▸ Problem to work on:
Type out the complete listing below word for word, without its pictures.

▸ Listed entries:
++++

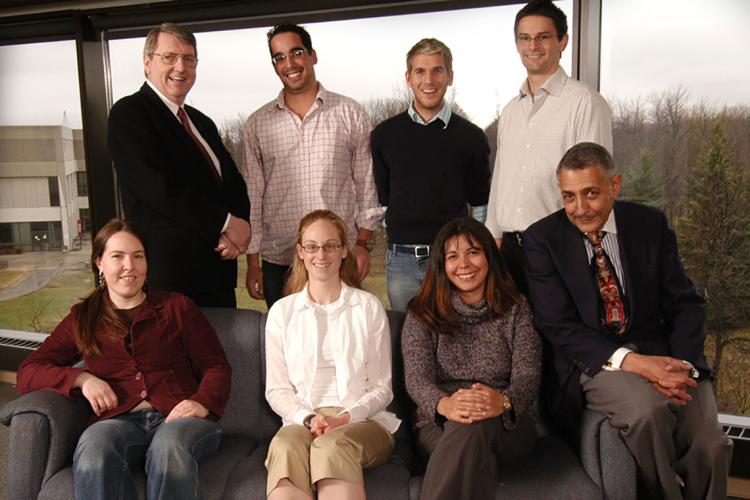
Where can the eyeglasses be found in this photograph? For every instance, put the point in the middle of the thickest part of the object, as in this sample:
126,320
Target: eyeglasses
281,57
541,38
312,248
170,58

++++

▸ Solution to this problem:
Where can the eyeglasses be found in this photograph? For every instance, put the point in the middle of the thickest part of the object, as in this sample:
126,320
Target: eyeglasses
281,57
541,38
312,248
170,58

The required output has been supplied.